Some records
********************
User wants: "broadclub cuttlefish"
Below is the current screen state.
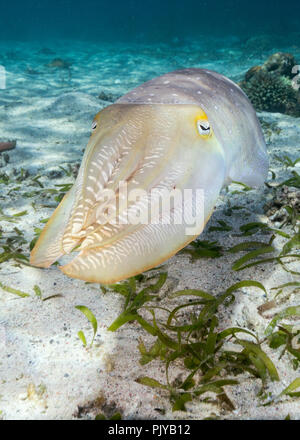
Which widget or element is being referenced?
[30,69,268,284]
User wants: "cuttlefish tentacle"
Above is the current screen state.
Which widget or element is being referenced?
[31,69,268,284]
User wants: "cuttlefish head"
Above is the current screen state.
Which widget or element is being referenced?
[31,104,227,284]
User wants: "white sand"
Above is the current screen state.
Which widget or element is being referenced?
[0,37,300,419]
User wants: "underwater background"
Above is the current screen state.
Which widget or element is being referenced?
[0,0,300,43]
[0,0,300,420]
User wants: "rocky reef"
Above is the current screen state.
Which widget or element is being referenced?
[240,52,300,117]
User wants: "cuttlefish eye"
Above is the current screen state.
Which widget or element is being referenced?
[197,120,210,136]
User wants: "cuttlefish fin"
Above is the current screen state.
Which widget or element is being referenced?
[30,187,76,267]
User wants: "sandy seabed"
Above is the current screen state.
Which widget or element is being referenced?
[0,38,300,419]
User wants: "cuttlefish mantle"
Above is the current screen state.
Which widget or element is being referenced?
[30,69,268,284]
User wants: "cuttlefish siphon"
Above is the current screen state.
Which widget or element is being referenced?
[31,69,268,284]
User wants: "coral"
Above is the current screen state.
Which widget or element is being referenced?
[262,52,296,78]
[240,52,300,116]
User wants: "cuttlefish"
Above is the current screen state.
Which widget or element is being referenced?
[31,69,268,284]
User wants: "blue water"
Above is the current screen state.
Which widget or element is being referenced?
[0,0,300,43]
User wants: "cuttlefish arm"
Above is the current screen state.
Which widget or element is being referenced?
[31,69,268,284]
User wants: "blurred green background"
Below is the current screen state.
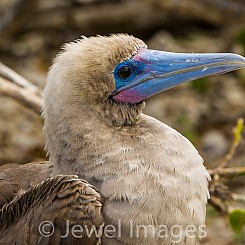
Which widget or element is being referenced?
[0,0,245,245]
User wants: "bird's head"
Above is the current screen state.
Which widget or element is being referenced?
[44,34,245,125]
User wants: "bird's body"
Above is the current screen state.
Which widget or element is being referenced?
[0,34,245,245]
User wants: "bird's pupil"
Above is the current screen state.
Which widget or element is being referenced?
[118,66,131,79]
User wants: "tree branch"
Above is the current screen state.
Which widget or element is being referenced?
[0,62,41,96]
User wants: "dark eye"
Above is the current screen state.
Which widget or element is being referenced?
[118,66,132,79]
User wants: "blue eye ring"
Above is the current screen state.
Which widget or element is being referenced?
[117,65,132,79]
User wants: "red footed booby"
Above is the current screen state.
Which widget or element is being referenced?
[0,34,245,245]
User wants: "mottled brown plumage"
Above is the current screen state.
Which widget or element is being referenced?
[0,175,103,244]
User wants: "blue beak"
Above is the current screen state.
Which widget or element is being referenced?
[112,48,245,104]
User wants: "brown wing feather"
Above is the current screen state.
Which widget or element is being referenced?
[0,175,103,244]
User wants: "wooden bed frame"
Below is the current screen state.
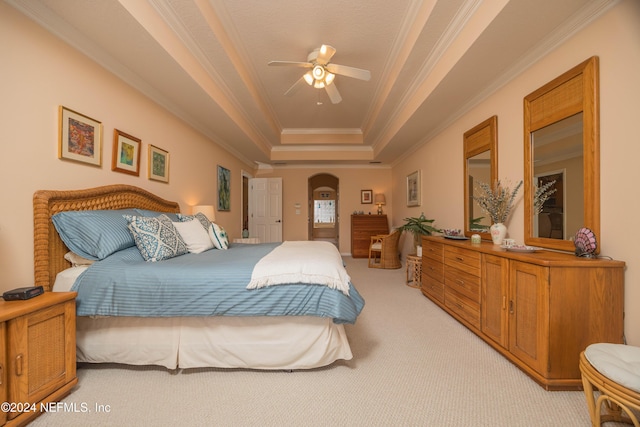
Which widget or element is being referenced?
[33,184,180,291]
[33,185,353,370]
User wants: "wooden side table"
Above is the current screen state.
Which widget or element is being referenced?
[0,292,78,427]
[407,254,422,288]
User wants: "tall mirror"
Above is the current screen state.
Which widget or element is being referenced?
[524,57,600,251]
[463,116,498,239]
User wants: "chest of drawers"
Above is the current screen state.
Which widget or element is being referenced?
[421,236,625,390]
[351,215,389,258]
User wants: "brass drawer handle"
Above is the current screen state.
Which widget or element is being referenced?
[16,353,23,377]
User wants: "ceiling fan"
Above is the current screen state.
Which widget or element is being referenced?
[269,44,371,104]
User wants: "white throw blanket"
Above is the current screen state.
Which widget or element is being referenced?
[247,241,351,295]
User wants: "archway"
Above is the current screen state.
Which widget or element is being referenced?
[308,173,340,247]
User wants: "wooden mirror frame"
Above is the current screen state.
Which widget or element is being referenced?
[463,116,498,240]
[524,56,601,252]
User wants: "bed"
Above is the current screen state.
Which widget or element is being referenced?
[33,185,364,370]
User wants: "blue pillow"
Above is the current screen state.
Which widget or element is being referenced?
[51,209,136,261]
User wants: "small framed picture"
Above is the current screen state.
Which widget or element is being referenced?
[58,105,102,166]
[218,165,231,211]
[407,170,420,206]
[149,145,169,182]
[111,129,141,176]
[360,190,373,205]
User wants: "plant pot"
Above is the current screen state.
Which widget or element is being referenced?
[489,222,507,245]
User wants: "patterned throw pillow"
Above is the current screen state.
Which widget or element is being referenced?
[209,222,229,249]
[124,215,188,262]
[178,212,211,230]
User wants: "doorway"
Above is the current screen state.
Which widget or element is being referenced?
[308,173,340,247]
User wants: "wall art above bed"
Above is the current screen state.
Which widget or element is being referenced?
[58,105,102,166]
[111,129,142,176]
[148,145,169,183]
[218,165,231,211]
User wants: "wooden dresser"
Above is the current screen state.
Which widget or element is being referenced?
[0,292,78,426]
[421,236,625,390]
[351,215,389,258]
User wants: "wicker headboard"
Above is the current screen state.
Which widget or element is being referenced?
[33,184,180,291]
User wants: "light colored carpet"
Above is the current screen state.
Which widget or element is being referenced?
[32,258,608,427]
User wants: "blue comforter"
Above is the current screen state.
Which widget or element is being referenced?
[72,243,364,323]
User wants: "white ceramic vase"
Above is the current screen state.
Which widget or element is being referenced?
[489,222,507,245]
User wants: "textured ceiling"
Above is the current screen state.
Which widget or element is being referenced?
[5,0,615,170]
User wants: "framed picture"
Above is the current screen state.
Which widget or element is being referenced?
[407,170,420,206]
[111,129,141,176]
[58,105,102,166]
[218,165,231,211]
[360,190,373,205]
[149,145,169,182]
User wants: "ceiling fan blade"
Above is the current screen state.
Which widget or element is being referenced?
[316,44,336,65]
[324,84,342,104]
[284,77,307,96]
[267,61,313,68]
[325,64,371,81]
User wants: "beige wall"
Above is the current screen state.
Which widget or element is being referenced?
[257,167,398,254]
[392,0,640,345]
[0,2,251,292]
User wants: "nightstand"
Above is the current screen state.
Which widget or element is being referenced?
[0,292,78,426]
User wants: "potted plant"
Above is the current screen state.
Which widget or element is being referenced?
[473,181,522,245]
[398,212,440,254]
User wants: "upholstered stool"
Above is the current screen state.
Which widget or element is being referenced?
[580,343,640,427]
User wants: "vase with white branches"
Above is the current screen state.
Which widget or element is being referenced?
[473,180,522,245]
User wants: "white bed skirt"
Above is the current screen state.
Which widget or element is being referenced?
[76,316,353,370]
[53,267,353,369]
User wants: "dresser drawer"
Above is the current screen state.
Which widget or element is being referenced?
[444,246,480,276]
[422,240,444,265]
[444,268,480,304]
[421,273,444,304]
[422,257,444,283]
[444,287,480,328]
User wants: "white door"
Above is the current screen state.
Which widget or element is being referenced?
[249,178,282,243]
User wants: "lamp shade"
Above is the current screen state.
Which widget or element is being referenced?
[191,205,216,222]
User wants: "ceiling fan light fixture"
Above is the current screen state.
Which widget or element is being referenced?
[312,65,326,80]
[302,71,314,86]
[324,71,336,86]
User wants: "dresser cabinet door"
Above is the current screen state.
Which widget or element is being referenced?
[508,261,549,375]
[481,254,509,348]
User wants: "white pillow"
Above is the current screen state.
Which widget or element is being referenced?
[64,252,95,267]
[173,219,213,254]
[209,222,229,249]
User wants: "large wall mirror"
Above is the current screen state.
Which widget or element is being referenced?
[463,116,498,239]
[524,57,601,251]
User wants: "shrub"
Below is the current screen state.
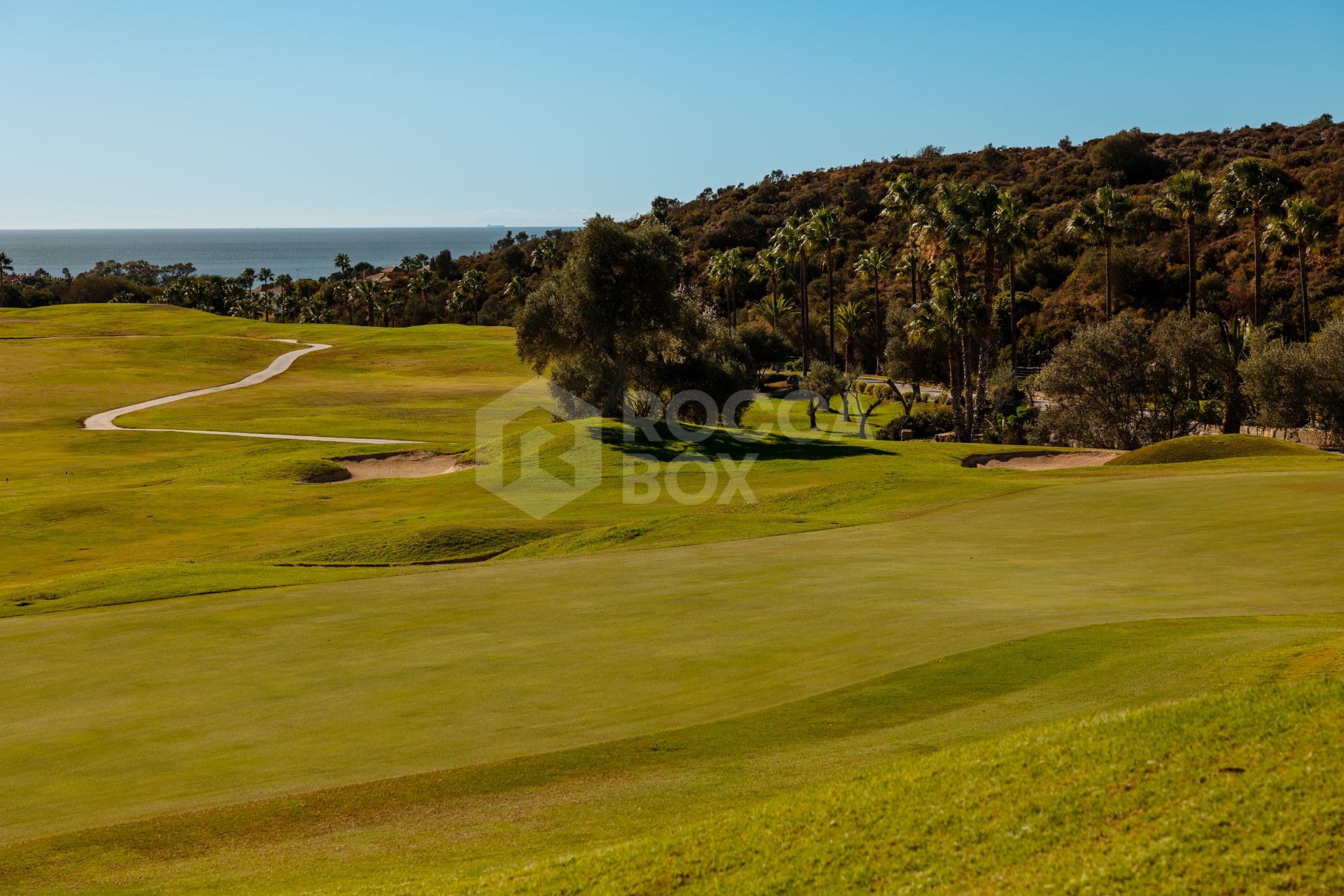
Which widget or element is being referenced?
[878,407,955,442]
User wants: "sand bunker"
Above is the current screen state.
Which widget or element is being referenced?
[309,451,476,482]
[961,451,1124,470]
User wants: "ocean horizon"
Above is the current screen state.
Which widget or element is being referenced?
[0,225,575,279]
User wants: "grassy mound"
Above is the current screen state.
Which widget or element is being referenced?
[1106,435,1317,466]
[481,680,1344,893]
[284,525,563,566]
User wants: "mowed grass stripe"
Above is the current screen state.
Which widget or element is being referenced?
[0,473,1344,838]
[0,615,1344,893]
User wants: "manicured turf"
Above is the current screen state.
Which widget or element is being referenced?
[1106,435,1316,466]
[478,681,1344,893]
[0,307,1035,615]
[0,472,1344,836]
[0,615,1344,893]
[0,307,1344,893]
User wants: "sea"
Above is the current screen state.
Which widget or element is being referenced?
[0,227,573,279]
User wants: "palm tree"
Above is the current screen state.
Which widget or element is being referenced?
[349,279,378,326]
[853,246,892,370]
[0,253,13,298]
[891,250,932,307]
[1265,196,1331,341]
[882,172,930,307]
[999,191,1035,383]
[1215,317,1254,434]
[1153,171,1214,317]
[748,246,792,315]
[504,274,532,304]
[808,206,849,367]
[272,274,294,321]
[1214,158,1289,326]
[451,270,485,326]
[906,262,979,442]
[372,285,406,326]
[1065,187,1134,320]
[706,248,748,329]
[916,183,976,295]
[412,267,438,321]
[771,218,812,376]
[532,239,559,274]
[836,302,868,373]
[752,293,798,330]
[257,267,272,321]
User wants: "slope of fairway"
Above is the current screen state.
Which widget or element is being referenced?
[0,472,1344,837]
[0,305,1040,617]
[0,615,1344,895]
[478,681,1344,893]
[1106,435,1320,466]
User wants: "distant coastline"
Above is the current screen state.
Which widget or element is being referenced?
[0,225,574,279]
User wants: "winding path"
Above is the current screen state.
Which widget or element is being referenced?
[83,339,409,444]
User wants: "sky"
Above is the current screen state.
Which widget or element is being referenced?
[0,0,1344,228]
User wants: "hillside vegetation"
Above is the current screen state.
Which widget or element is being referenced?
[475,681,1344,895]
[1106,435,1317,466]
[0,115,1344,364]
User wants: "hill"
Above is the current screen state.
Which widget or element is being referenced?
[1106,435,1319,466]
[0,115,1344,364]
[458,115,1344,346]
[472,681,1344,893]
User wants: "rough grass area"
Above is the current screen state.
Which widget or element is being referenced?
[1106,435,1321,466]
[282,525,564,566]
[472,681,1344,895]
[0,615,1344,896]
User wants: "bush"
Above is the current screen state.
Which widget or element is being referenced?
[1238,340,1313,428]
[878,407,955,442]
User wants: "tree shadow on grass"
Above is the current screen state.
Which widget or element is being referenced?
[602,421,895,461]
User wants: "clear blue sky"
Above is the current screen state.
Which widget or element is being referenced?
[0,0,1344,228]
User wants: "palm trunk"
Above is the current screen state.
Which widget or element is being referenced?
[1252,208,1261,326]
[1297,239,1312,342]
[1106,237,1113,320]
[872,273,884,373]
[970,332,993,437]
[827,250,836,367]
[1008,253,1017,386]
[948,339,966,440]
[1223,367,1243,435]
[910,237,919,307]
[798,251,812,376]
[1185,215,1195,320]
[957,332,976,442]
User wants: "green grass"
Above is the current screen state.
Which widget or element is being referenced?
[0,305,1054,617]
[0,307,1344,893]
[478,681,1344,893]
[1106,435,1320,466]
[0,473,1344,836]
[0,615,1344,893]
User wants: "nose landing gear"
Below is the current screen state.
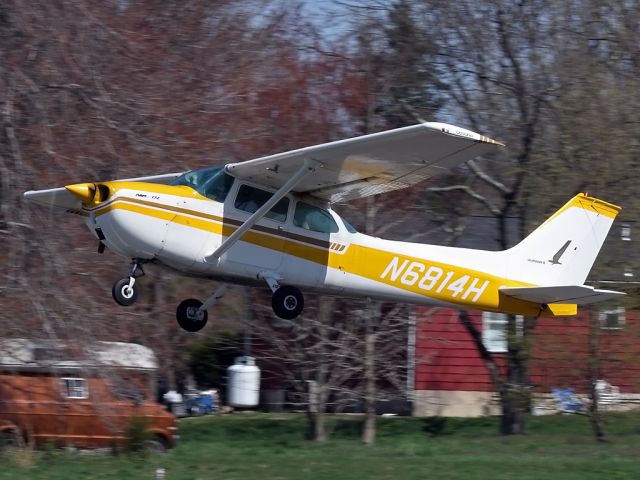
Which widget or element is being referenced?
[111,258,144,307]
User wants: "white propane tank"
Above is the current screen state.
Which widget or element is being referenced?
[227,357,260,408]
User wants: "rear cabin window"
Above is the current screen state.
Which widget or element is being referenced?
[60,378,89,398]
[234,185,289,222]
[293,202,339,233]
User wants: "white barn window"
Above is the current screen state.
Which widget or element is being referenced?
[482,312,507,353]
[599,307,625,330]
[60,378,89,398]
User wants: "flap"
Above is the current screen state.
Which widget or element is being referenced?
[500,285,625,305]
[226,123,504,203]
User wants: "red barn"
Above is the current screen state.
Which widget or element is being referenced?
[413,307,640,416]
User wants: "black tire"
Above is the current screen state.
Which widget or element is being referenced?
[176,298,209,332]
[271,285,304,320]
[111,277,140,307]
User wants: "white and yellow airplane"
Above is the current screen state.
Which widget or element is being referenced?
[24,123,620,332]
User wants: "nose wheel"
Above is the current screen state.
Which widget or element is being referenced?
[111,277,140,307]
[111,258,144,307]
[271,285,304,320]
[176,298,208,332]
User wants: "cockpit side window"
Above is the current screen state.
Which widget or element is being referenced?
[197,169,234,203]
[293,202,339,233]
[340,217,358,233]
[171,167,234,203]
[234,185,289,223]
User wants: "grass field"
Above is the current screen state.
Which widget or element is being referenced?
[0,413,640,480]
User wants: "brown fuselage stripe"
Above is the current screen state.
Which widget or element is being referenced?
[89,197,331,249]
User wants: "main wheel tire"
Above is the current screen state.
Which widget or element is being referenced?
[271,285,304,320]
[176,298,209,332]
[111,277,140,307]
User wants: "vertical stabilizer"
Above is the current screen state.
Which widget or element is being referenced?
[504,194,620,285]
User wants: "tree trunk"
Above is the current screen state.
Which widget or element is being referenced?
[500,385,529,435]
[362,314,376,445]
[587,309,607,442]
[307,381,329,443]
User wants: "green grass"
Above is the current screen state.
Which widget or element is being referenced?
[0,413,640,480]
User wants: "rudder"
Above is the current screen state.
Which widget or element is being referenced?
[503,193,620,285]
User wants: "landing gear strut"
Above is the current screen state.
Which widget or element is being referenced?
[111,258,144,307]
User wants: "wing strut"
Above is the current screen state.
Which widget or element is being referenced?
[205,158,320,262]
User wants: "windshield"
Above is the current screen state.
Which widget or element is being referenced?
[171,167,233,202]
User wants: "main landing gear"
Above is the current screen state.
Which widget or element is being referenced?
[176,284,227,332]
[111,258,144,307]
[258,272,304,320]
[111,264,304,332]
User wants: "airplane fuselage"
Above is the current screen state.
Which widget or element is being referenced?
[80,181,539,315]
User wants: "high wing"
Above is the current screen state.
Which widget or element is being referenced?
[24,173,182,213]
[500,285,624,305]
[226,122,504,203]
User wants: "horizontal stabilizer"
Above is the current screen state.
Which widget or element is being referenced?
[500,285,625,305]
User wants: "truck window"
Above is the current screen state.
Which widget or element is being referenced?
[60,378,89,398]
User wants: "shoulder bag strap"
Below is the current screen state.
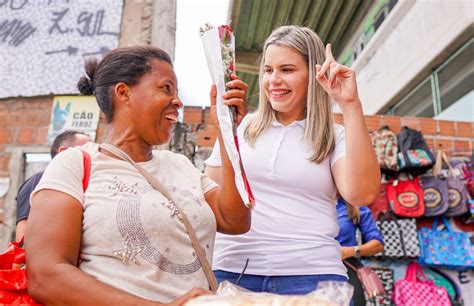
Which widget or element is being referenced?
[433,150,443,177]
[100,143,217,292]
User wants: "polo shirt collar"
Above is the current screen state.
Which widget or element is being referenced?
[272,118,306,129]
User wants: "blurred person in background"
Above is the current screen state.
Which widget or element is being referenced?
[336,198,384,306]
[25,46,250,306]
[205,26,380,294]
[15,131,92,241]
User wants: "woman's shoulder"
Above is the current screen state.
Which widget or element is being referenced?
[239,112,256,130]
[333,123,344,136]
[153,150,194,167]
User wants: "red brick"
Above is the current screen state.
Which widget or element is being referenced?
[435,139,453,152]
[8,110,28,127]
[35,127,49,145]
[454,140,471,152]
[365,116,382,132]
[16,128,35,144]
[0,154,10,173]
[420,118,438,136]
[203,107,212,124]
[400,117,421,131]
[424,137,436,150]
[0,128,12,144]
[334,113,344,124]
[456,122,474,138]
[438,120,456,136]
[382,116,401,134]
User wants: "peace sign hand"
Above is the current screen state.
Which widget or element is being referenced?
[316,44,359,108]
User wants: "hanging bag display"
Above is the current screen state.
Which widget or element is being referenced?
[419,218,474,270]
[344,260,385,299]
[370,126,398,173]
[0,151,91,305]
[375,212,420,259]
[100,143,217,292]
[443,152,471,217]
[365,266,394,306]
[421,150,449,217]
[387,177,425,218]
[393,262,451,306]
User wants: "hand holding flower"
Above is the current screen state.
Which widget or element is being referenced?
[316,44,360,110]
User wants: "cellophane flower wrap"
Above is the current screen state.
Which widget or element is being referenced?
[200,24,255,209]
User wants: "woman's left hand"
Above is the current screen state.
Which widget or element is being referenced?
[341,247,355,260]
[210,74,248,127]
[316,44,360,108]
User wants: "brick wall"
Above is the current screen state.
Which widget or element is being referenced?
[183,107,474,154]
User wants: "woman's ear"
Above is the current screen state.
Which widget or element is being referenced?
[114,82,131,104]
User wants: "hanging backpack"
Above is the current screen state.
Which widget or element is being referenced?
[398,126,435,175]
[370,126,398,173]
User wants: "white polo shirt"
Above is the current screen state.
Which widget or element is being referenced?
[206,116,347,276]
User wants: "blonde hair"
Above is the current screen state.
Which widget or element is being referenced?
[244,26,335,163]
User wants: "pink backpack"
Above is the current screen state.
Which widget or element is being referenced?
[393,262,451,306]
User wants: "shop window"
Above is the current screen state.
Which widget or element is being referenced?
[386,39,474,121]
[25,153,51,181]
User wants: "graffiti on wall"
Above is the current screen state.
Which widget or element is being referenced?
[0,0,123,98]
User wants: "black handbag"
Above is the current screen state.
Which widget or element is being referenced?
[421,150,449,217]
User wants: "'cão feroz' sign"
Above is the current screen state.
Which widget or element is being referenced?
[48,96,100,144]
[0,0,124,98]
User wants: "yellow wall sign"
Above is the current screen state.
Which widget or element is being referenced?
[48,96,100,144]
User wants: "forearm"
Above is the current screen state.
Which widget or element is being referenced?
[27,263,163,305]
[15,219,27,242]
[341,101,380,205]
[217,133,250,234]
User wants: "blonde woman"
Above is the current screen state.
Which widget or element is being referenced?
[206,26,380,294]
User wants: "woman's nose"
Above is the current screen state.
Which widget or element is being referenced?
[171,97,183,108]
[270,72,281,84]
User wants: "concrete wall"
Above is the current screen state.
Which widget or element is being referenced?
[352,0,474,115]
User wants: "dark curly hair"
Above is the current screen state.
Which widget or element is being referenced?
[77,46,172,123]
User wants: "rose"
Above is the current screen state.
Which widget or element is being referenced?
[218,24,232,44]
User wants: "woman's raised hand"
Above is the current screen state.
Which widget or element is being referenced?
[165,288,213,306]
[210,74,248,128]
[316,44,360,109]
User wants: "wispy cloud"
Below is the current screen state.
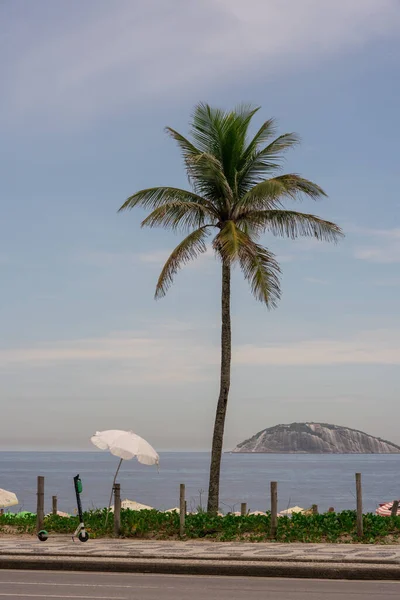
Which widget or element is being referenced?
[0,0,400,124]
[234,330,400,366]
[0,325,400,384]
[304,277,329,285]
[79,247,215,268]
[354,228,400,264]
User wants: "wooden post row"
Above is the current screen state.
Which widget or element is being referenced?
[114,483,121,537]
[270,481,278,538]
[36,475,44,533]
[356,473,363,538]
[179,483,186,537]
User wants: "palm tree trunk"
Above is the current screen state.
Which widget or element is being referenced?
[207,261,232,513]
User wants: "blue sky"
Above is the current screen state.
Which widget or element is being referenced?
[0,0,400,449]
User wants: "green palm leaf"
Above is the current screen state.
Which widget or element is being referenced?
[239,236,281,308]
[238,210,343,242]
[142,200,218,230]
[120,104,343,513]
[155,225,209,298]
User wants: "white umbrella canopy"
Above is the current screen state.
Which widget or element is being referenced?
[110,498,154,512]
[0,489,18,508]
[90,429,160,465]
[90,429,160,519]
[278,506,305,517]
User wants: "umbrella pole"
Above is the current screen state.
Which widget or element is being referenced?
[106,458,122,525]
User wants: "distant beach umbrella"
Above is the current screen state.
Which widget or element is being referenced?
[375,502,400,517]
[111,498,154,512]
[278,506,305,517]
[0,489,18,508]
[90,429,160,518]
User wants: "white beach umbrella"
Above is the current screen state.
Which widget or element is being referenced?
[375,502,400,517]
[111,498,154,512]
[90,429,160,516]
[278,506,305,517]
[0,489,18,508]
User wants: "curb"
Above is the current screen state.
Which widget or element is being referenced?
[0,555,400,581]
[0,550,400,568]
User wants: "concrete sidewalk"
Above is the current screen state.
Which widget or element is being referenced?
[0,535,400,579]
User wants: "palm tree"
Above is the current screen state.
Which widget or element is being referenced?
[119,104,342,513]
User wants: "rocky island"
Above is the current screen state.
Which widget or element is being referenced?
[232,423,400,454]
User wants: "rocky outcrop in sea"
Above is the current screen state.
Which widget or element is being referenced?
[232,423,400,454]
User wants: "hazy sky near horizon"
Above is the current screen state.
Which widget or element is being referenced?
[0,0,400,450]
********************
** Goal of the exercise **
Please pull out every line in the items above that contains the word "wheel". Case counts.

** Answer to this exercise **
User wants: "nose wheel"
User wants: "main wheel tire"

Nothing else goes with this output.